= SOURCE EXCERPT =
P. 63 of Theorem List - Intuitionistic Logic Explorer

Theorem List for Intuitionistic Logic Explorer - 6201-6300   *Has distinct variable group(s)

Type	Label	Description
Statement
Theorem	nnacom 6201	Addition of natural numbers is commutative. Theorem 4K(2) of [Enderton] p. 81. (Contributed by NM, 6-May-1995.) (Revised by Mario Carneiro, 15-Nov-2014.)
|- ( ( A e. om /\ B e. om ) -> ( A +o B ) = ( B +o A ) )
Theorem	nnaass 6202	Addition of natural numbers is associative. Theorem 4K(1) of [Enderton] p. 81. (Contributed by NM, 20-Sep-1995.) (Revised by Mario Carneiro, 15-Nov-2014.)

= BRIEF A =
Render this sentence from the theorem list in Spanish: "Addition of natural numbers is commutative."
= BRIEF B =
From the theorem list, repeat verbatim the passage from "P. 63 of Theorem" to "20-Sep-1995.) (Revised by Mario Carneiro, 15-Nov-2014.)".
Nothing in the records is needed for this work.

= RECORD LIST =
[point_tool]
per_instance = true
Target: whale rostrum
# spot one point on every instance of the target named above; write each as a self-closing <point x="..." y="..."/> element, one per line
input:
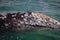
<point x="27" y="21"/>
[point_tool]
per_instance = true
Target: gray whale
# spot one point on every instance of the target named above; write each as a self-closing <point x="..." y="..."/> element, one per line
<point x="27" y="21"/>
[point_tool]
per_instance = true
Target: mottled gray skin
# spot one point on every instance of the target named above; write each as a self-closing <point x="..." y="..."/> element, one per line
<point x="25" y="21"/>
---
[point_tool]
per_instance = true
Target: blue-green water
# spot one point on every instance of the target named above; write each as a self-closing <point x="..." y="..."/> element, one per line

= WRITTEN RESPONSE A =
La suma de números naturales es conmutativa.

= WRITTEN RESPONSE B =
P. 63 of Theorem List - Intuitionistic Logic Explorer

Theorem List for Intuitionistic Logic Explorer - 6201-6300   *Has distinct variable group(s)

Type	Label	Description
Statement
Theorem	nnacom 6201	Addition of natural numbers is commutative. Theorem 4K(2) of [Enderton] p. 81. (Contributed by NM, 6-May-1995.) (Revised by Mario Carneiro, 15-Nov-2014.)
|- ( ( A e. om /\ B e. om ) -> ( A +o B ) = ( B +o A ) )
Theorem	nnaass 6202	Addition of natural numbers is associative. Theorem 4K(1) of [Enderton] p. 81. (Contributed by NM, 20-Sep-1995.) (Revised by Mario Carneiro, 15-Nov-2014.)